Objective a: Please explain, in one to three sentences, why the email exchange below expects timings under cmwq to stay about the same as with the original async implementation.
-- Begin Text excerpt --
From: Frederic Weisbecker on
On Tue, Jun 29, 2010 at 05:46:32PM +0200, Tejun Heo wrote:
> Hello,
>
> On 06/29/2010 02:18 PM, Frederic Weisbecker wrote:
> >> Yeah, well, that's kind of the whole point of cmwq. It would try to
> >> minimize the number of used workers but the provided concurrency will
> >> still be enough. No async probe will be stalled due to lack of
> >> execution context and the timings should be about the same between the
> >> original async implemetnation and cmwq based one.
> >
> > Right. I just don't know what is supposed to be slow on boot that
> > needs to use async. Is that because reading some ports is slow or
> > because we need to do something and wait for some times to get the
> > result.
>
> It's things like ATA bus resetting and probing. They're usually
> composed of short CPU activities and rather long sleeps.
-- End Text excerpt --
-- Begin Given entries --
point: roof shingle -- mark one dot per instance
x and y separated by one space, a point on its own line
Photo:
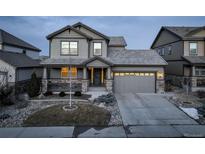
18 59
7 38
117 41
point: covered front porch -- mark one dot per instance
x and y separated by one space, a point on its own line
92 73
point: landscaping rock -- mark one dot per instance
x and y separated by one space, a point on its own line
108 99
23 96
4 116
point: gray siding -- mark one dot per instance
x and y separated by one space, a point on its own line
97 63
56 73
104 47
25 73
85 48
165 38
5 67
175 68
177 51
56 48
145 69
30 53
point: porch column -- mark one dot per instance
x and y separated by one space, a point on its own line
44 73
108 73
102 76
44 80
193 70
84 73
92 74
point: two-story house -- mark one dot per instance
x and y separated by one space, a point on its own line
18 60
184 50
93 59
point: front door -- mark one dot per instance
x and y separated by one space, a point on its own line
97 77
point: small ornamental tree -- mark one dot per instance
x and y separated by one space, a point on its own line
33 87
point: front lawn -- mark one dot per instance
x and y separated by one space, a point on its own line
86 114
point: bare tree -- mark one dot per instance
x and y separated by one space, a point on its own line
3 76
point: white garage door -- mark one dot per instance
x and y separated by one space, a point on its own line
137 82
3 78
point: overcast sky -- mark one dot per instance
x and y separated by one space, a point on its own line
139 32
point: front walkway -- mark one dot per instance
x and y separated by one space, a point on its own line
144 115
105 132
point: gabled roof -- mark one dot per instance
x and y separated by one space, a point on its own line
98 58
136 57
61 61
117 41
195 59
67 28
183 33
91 29
9 39
18 59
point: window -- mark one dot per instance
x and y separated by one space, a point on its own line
97 49
65 72
24 51
73 71
200 71
69 48
169 50
193 48
162 52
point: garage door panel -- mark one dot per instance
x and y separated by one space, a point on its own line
136 84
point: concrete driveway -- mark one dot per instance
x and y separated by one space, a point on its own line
150 109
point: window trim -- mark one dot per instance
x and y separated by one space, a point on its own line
190 54
69 72
169 51
69 54
163 51
94 49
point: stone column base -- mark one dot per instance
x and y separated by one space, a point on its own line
160 85
85 84
109 85
44 85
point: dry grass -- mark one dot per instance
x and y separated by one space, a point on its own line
85 115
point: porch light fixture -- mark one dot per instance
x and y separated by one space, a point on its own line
160 75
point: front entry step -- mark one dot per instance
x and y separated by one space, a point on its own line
97 89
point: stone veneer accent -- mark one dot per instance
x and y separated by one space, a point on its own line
160 85
179 81
109 85
85 84
58 85
44 85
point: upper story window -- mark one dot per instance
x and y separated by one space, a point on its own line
24 51
169 50
97 49
162 52
193 48
69 48
67 72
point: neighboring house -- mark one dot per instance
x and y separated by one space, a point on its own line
98 60
18 60
184 50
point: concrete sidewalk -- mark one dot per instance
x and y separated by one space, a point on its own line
136 131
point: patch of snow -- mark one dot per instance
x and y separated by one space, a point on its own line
96 94
192 112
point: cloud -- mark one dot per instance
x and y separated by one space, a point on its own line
138 31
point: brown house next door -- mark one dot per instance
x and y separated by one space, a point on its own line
97 77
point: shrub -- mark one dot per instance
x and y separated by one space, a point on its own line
62 94
33 87
78 93
5 95
201 93
48 93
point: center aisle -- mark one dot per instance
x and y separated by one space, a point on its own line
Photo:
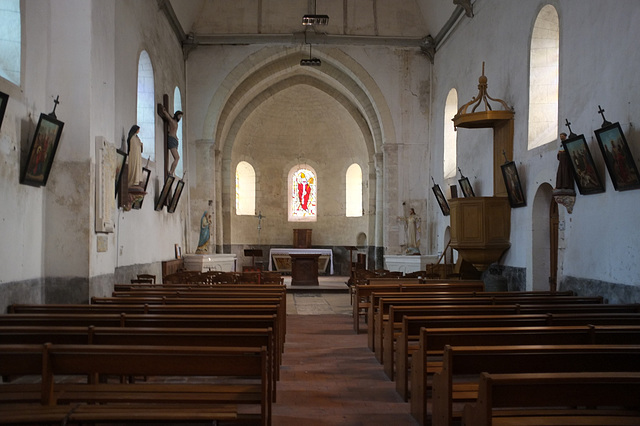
330 377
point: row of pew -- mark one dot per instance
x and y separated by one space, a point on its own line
149 353
460 355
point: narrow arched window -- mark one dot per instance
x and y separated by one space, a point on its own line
177 106
303 194
245 189
543 78
354 191
146 106
450 139
10 40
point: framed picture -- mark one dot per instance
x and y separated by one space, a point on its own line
467 190
617 156
584 169
146 173
43 149
166 190
512 182
176 196
4 100
121 157
442 202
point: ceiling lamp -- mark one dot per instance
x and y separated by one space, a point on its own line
311 62
315 19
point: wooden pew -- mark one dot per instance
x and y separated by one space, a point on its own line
209 337
374 309
148 321
433 342
615 396
407 340
387 306
470 361
245 371
501 306
361 293
203 307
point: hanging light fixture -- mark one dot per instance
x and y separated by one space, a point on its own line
315 19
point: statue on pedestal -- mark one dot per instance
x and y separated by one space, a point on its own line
203 242
412 232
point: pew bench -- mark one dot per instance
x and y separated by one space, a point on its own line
462 366
361 293
407 340
395 312
149 321
209 337
544 398
221 380
246 308
427 360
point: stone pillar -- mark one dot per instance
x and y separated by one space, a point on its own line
203 194
391 202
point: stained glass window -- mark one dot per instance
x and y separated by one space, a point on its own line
245 189
303 195
10 40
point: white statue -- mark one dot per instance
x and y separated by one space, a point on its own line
412 232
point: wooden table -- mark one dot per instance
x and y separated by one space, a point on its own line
304 269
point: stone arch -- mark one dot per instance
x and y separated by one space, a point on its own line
270 70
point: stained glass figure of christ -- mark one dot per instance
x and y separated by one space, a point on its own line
303 194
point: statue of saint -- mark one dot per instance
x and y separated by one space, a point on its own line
203 242
412 232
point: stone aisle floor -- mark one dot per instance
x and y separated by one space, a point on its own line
330 377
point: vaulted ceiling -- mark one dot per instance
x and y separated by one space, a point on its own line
398 22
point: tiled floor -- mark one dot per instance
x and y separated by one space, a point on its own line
330 377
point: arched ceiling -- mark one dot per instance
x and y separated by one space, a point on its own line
376 18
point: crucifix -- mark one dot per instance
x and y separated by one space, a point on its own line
165 127
56 102
605 123
260 217
568 124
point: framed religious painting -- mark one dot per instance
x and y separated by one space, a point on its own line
176 197
617 156
584 169
465 185
43 149
513 184
4 100
442 201
164 194
146 173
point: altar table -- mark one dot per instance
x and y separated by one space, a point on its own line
324 254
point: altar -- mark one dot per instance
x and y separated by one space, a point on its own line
210 262
281 259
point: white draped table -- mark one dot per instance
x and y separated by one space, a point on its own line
288 251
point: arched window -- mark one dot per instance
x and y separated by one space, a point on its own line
146 106
177 106
543 78
10 40
245 189
354 191
303 194
450 140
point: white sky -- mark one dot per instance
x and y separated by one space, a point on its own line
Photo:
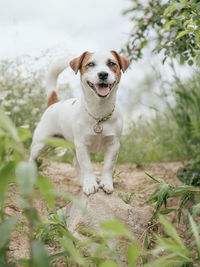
69 27
27 26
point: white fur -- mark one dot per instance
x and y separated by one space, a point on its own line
72 119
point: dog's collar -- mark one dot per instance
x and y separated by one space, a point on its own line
102 119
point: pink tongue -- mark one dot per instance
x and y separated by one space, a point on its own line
103 91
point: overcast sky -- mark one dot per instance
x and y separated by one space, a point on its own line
28 26
69 27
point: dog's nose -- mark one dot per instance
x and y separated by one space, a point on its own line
103 75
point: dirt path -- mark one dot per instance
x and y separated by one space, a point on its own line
127 179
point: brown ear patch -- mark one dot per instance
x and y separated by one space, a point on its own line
77 63
116 68
52 99
124 62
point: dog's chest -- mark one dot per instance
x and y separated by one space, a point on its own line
96 143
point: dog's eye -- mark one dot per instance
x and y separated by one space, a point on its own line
91 64
111 64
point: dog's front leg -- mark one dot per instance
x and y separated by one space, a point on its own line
90 185
110 158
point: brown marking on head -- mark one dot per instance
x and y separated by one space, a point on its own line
79 63
53 98
115 68
124 62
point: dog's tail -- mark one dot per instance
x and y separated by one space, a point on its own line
55 69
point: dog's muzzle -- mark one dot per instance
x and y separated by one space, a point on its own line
102 89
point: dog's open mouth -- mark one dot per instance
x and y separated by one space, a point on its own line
101 89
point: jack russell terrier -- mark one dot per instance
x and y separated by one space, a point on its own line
92 122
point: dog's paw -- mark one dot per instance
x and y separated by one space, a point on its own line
90 187
107 186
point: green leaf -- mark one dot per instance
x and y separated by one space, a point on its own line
171 231
7 125
5 228
109 263
24 134
116 227
195 233
160 181
39 254
6 177
45 188
166 211
169 23
26 175
181 34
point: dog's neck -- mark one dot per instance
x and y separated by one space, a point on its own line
98 107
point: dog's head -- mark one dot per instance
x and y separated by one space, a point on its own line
100 72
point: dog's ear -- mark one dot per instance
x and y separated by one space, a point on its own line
75 63
124 62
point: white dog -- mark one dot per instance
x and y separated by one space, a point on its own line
92 122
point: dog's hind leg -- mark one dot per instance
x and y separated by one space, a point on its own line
77 168
38 145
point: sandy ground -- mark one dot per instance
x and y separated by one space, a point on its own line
127 179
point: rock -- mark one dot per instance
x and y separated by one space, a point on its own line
102 207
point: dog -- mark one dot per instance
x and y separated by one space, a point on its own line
93 122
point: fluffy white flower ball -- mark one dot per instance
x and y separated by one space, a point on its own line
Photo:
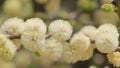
89 31
13 26
7 48
36 24
30 41
108 28
51 50
80 41
60 30
114 58
106 43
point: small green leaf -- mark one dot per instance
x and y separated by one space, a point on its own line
37 53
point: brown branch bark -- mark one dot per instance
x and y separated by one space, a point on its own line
117 4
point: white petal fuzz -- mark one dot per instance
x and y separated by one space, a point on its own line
106 43
13 26
114 58
86 55
51 50
70 54
61 30
7 64
17 42
36 24
7 48
80 41
89 31
30 41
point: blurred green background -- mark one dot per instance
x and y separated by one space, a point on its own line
78 12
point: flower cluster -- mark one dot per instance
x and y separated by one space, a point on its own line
58 42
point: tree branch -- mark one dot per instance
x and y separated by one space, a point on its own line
117 4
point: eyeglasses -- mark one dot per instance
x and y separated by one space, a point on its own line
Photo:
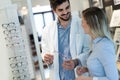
17 58
20 71
18 64
9 25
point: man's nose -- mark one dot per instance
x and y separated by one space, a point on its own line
65 11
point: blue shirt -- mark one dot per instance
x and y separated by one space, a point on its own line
64 51
102 61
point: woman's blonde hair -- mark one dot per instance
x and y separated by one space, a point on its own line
97 21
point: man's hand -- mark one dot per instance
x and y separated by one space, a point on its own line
48 58
81 70
68 64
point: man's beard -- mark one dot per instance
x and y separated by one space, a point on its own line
69 16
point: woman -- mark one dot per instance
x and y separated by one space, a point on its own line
101 63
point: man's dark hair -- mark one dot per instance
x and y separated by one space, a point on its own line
55 3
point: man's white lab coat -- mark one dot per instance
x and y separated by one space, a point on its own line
78 44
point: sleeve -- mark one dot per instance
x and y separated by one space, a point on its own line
85 51
107 58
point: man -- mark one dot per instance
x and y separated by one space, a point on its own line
63 42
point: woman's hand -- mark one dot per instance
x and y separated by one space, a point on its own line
81 70
68 64
48 58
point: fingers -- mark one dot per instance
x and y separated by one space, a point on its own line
68 65
81 70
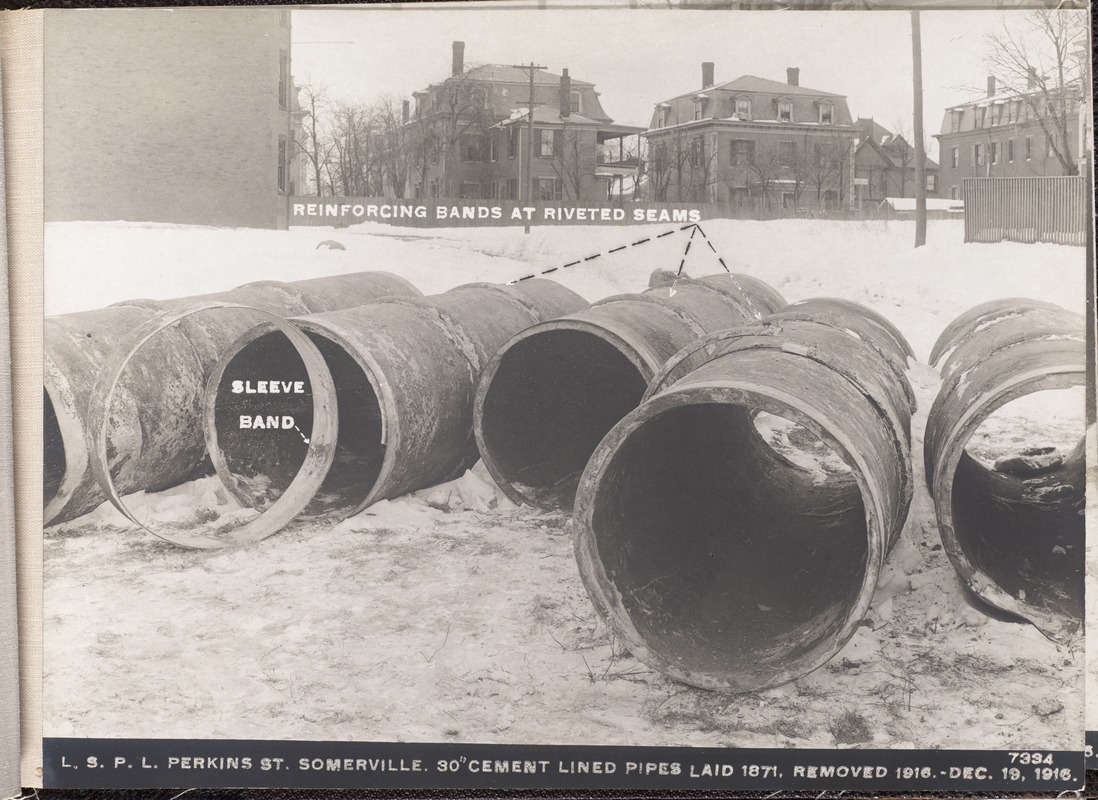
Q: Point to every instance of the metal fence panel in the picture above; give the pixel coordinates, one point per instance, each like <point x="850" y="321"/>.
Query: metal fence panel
<point x="1026" y="210"/>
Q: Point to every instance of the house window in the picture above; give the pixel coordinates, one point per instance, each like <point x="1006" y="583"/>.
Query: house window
<point x="549" y="189"/>
<point x="786" y="154"/>
<point x="696" y="151"/>
<point x="283" y="80"/>
<point x="742" y="153"/>
<point x="550" y="143"/>
<point x="474" y="148"/>
<point x="281" y="165"/>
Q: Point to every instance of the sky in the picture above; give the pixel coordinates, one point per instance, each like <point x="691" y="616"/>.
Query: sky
<point x="637" y="57"/>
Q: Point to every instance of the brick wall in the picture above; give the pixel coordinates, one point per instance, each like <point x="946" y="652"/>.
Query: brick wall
<point x="165" y="115"/>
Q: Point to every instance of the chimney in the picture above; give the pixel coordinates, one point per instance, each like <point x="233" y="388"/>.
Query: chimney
<point x="459" y="58"/>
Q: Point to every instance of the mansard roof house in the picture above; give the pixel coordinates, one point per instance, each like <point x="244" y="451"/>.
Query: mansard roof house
<point x="1038" y="131"/>
<point x="752" y="143"/>
<point x="471" y="132"/>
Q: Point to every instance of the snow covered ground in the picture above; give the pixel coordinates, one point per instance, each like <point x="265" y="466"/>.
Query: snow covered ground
<point x="452" y="615"/>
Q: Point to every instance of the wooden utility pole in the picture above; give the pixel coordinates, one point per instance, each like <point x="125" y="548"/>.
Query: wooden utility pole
<point x="530" y="69"/>
<point x="920" y="156"/>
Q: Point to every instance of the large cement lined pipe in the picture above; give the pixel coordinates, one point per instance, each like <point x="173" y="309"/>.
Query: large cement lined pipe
<point x="405" y="372"/>
<point x="156" y="439"/>
<point x="1015" y="531"/>
<point x="553" y="391"/>
<point x="717" y="559"/>
<point x="843" y="315"/>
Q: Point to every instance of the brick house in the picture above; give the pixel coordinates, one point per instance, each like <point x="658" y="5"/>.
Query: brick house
<point x="884" y="166"/>
<point x="1010" y="134"/>
<point x="180" y="115"/>
<point x="470" y="137"/>
<point x="752" y="143"/>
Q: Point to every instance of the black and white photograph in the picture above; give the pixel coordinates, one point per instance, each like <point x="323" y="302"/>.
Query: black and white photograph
<point x="625" y="382"/>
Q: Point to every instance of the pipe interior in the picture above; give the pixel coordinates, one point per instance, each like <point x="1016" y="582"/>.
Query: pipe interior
<point x="1018" y="499"/>
<point x="359" y="448"/>
<point x="553" y="396"/>
<point x="264" y="462"/>
<point x="53" y="452"/>
<point x="728" y="558"/>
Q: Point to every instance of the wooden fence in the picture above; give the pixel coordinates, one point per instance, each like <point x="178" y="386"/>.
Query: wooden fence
<point x="1026" y="210"/>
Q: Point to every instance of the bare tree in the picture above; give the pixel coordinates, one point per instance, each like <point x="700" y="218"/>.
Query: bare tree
<point x="315" y="145"/>
<point x="396" y="154"/>
<point x="1044" y="63"/>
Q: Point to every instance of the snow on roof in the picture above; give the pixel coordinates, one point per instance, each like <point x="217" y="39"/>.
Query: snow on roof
<point x="514" y="75"/>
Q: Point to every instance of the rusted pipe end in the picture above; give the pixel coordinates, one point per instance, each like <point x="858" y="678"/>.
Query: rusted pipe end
<point x="715" y="559"/>
<point x="1017" y="540"/>
<point x="552" y="392"/>
<point x="547" y="398"/>
<point x="1016" y="534"/>
<point x="321" y="432"/>
<point x="256" y="465"/>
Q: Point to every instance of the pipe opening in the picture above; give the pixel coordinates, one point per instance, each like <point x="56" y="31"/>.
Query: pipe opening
<point x="261" y="432"/>
<point x="728" y="559"/>
<point x="552" y="398"/>
<point x="53" y="451"/>
<point x="1018" y="499"/>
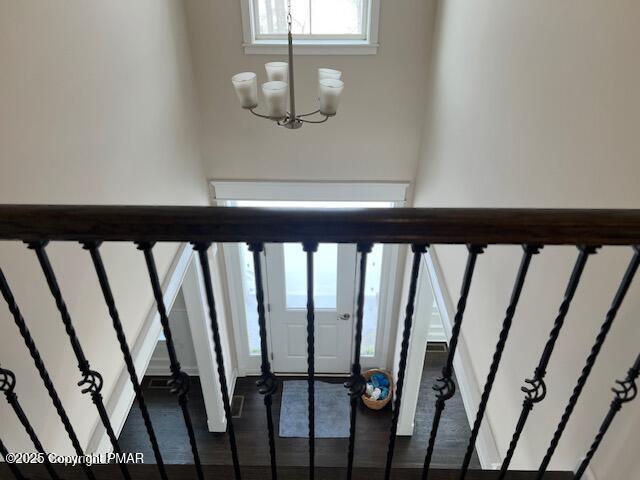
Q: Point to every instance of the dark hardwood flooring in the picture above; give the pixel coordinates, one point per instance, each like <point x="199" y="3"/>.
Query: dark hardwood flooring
<point x="251" y="431"/>
<point x="186" y="472"/>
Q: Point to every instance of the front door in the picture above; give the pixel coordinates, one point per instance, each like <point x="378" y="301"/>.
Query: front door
<point x="334" y="290"/>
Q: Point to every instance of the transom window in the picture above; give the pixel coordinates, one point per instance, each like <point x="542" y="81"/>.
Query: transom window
<point x="312" y="18"/>
<point x="319" y="26"/>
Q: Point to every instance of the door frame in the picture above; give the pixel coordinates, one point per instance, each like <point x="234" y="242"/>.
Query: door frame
<point x="225" y="192"/>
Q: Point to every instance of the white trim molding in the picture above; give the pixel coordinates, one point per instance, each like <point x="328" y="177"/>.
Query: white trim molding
-- End Given entries --
Objective b: How many lines of the records above contain the string "arched"? Case counts; give only the number.

Solution a: cmwq tries to minimize the number of workers in use while still providing enough concurrency. No async probe gets stalled for lack of an execution context, so timings should be about the same as with the original async implementation.

Solution b: 3